AUSTIN (KXAN) — It is one of the biggest killers in Texas. More than a thousand people died last year alone in drunk driving crashes, according to the Texas Department of Transportation.
Then, there are those still living with the pain caused by a drunk driver more than a decade ago.
On September 1, 2000, Stacey Heizer was five days away from turning 17. She was driving with three girlfriends in the car when a drunk driver, with five prior DWI arrests, hit them head on.
Stacey was in a coma nearly three months, and spent another six months in the hospital.
“I hate it that I still get very emotional,” said Stacey’s mother Carolyn Heizer. “But it was the waiting, not knowing how she was going to be.”
Fourteen years later Stacey, 30, is able to walk — something doctors said she would never be able to do. But it is not easy living with permanent brain damage.
“I don’t want anyone else to go through the pain I go through on a daily basis,” Stacey said. She still goes to physical, cognitive and speech therapy for several hours each week.

* YOUR TASK *
Please write the next part of the article about Stacey Heizer, picking up after its final sentence. The entries that come next are separate material and are not part of the article about Stacey Heizer.

* DATA PROVIDED *

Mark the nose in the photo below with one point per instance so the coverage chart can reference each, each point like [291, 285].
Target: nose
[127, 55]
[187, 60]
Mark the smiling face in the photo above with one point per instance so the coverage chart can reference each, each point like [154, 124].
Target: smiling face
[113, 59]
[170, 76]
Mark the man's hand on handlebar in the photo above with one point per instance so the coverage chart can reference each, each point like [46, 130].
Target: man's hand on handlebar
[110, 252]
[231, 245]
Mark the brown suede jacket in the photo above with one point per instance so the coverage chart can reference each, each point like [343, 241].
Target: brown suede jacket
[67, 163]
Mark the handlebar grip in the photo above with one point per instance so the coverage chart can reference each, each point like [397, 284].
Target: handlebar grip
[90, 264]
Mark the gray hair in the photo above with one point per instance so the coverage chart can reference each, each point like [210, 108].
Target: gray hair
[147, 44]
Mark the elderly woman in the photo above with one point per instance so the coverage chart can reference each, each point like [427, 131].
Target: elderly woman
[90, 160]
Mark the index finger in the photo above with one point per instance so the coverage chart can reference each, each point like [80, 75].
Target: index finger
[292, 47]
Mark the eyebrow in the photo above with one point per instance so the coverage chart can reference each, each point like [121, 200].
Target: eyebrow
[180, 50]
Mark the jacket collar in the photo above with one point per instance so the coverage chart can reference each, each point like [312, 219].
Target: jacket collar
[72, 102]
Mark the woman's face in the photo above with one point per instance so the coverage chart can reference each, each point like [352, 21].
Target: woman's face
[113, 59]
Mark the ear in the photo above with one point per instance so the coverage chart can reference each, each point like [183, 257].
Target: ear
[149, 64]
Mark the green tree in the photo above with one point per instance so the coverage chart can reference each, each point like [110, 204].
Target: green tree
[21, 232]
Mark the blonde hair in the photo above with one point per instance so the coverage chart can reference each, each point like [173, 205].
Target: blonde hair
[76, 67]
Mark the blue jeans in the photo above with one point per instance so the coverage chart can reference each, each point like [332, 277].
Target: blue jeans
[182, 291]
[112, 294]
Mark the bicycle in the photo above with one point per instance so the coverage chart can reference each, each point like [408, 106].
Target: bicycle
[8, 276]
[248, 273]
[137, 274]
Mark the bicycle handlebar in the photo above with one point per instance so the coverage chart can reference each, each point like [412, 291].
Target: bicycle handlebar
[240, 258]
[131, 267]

* RESPONSE AREA *
“I have a learning disability and I can’t go to school and get a degree and live the quote, unquote, normal life,” she said.
After moving to Austin for therapy five years ago, she began sharing her story more often for large groups that range from prisoners to high school students.
“I don’t want this to happen to anyone else,” Stacey told a crowd gathered outside the State Capitol Friday.
She and her family joined AAA for a silent march to remember lives changed by drunk drivers, and urge others to think about lives they could change if they choose to drink and drive.
“The thought that it’s a God given right to drink and drive in this state which it still is, is an attitude that needs to be changed,” said John Heizer, Stacey’s father.